Selected text:
The CPS Algorithm Nobody Knows About
Sarah Chen, Investigative Journalist
December 22, 2023
What if I told you that whether your children are taken from you might depend on an algorithm you've never seen, reviewed by people you'll never meet, with criteria you can't challenge?
That's the reality for Texas families facing CPS involvement.
Sarah Chen, an investigative journalist specializing in family law systems, has been tracking a disturbing trend: the increasing use of predictive algorithms and automated decision-making systems in child protective services.
"CPS agencies are using risk assessment tools that are proprietary, opaque, and rarely subjected to external validation," Chen explains. "These tools heavily weight socioeconomic factors—poverty, parental unemployment, prior contact with police—and the net result is that poor families are far more likely to face investigation, removal, and loss of custody."

Work request 1: Reproduce verbatim the stretch of the CPS algorithm article from "That's the reality" through "child protective services.".
Work request 2: Extend the article on CPS risk assessment algorithms, picking up after its final sentence.

Given entries:
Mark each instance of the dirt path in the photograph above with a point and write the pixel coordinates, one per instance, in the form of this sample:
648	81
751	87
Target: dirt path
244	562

Task result 1:
That's the reality for Texas families facing CPS involvement.
Sarah Chen, an investigative journalist specializing in family law systems, has been tracking a disturbing trend: the increasing use of predictive algorithms and automated decision-making systems in child protective services.

Task result 2:
Her analysis revealed:
**The Disparities:** Families below the poverty line face investigation rates 5x higher than wealthier families. Families with any police contact (including minor traffic stops) are automatically scored as higher-risk, regardless of the incident.
**The Secrecy:** Most CPS agencies won't disclose what factors their algorithms consider or how they weight them. When families request this information, they're told it's "proprietary" or "part of our risk assessment process."
**The Appeals Problem:** Even when families challenge CPS's decision to investigate or remove, they can't examine the algorithmic factors because the algorithm itself is secret.
"This is the opposite of due process," Chen argues. "You can't challenge something you can't see."
Several states have passed laws requiring algorithm transparency in family services. Texas is not one of them.
The impact is profound: - Over 6,000 children enter foster care in Texas annually - Foster care outcomes for children are statistically worse than remaining with biological parents (even in imperfect situations) - Once in the system, it takes an average of 18-24 months to reunify families
"An algorithm can't account for a mother's love," Chen notes. "It can't understand cultural differences in parenting. It can't see the full humanity of a family. Yet it's making life-altering decisions every single day."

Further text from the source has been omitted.